Aşağıdaki kayıtlarda "background in the photo above." ifadesini içeren satırdan "pixel 49 49" ifadesini içeren satıra kadar uzanan bölümü, iki uç satır da dahil olmak üzere, hiçbir değişiklik yapmadan kopyalayınız.
============
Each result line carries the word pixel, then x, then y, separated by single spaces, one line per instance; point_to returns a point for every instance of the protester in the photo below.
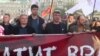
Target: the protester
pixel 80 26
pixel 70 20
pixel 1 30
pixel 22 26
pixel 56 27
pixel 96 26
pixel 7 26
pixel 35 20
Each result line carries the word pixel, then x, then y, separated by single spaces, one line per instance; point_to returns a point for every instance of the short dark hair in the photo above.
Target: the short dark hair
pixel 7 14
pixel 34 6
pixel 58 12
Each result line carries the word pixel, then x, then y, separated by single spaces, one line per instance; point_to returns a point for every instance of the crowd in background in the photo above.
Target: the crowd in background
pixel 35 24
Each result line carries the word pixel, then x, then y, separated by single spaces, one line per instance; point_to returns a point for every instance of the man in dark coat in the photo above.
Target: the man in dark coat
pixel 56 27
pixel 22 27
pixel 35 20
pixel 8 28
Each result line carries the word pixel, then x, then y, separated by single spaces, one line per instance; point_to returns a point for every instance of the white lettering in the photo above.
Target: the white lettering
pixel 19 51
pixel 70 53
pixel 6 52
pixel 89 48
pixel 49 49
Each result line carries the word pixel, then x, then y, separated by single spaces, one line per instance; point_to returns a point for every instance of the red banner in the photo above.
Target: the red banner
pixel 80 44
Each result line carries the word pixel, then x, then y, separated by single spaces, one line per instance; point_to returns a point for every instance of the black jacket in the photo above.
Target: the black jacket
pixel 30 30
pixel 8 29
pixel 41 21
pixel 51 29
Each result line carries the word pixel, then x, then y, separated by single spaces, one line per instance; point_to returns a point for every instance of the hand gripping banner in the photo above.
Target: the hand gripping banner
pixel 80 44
============
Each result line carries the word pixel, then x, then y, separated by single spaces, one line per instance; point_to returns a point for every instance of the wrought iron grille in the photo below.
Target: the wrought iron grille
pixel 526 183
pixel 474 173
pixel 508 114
============
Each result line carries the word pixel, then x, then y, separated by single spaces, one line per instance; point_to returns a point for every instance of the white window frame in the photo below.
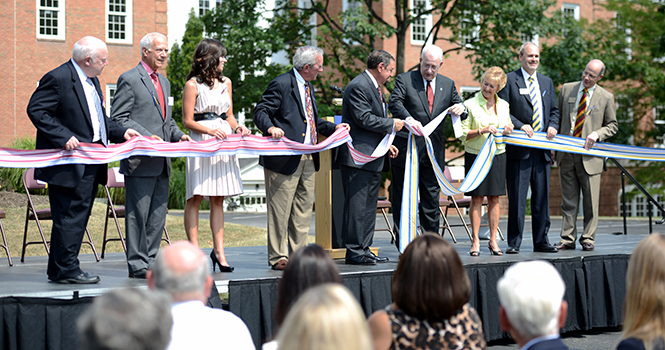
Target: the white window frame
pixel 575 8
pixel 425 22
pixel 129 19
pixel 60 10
============
▶ **Eksiksiz Cevap**:
Each result line carries the word pixel, then x, then y, separated by single spaces, one line per instance; point_to returns a point for every instance of the crowd in background in the photo above.
Target: the crowd in background
pixel 35 24
Each result line carries the word pixel, then x, then y, separated by single spaces, one line per instance; point_to returns a point for every instance of the man in dark coat in the photo above.
Target: the man in dark coat
pixel 56 27
pixel 22 27
pixel 35 20
pixel 8 28
Each result line carries the word pixel, then x, then y, separated by single spaces, one line per instance; point_to returns a point for every instance of the white lettering in the photo above.
Target: the white lettering
pixel 19 51
pixel 70 53
pixel 6 52
pixel 89 48
pixel 49 49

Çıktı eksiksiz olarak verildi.